* Written request 1
Using the article on Meredith Woo's leadership award, answer these questions:
(a) How much money will each award recipient get?
(b) Since when has Woo been dean of Arts & Sciences?
(c) For how many years did she teach at Northwestern University?
* Written request 2
Write the next part of the article on Meredith Woo's leadership award, picking up after its final sentence.

* Article

"""

Arts & Sciences Dean Meredith Woo Receives Education Leadership Award

January 13, 2010 — Meredith Jung-En Woo, Buckner W. Clay Dean of the College and Graduate School of Arts & Sciences at the University of Virginia, recently received the Chang-Lin Tien Education Leadership Award from the Asian Pacific Fund.

The Tien Leadership Awards annually honor two Asian-Americans with significant academic accomplishments and the potential to advance to the highest leadership levels in higher education. This year's other recipient is S. Shankar Sastry, dean of the College of Engineering and director of the Blum Center for Developing Economies at the University of California, Berkeley. Sastry and Woo each will receive an unrestricted grant of $10,000.

"The award committee was very impressed by her professional accomplishments," said Gail Kong, president and executive director of the Asian Pacific Fund. "She served on the Presidential Commission on U.S. Pacific Trade and Investment Policy, was a consultant for the World Bank, the United States Trade Representative, the Asian Development Bank Institute, the Asia Foundation and the MacArthur Foundation, all while she was fully committed to scholarly and university work. We know that Dean Woo has a very bright future."

Woo, dean of Arts & Sciences since June 2008, joined U.Va. at a time when University leaders were laying out ambitious plans to raise the international profile of the institution, which consistently ranks as one of the nation's best public universities.

"I am honored to have been recognized by the Asian Pacific Fund," Woo said. "The Tien Award is a great symbol of the ways Asian-Americans are advancing higher education, and a testament to our international accomplishments and ambitions here at the University of Virginia."

Woo came to U.Va. from the University of Michigan, where she served most recently as professor of political science and associate dean for the social sciences in the College of Literature, Science and the Arts. Before her eight years at Michigan, she taught for 12 years at Northwestern University, where she helped rebuild the department of political science and co-founded the Center for International and Comparative Studies.

"""

* Data listing
"""

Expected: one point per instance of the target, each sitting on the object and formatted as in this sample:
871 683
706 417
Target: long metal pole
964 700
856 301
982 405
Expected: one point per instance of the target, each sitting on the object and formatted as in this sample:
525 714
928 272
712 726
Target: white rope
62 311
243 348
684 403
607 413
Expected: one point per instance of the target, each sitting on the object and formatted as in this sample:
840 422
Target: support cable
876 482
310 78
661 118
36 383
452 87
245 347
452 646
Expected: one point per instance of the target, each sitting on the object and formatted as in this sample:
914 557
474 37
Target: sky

"""

* Task answer 1
(a) An unrestricted grant of $10,000.
(b) Since June 2008.
(c) For 12 years.

* Task answer 2
An expert on international political economy and East Asian politics, Woo has written and edited seven books, and was the executive producer of an award-winning documentary film about Stalin's ethnic cleansing of Soviet-Koreans during the Great Terror.

A native of Seoul who was educated in Seoul and Tokyo through high school, she came to the United States to study at Bowdoin College in Maine. She completed her master's and doctoral degrees in international affairs, Latin American studies and political science at Columbia University.

About the Chang-Lin Tien Education Leadership Award

The Chang-Lin Tien Education Leadership Award recognizes the accomplishments of rising Asian-American leaders in higher education to support their professional development and advancement. The recently endowed awards program honors the legacy of Chang-Lin Tien, the first Asian-American to head a major American research university. Chang-Lin Tien served as chancellor of the University of California, Berkeley from 1990 to 1997, and was a founding member of the Asian Pacific Fund's Board of Directors. The awards program was created by the Asian Pacific Fund in 2006 and is supported by the many individuals impressed by Tien's accomplishments as an acclaimed teacher, scientist and administrator.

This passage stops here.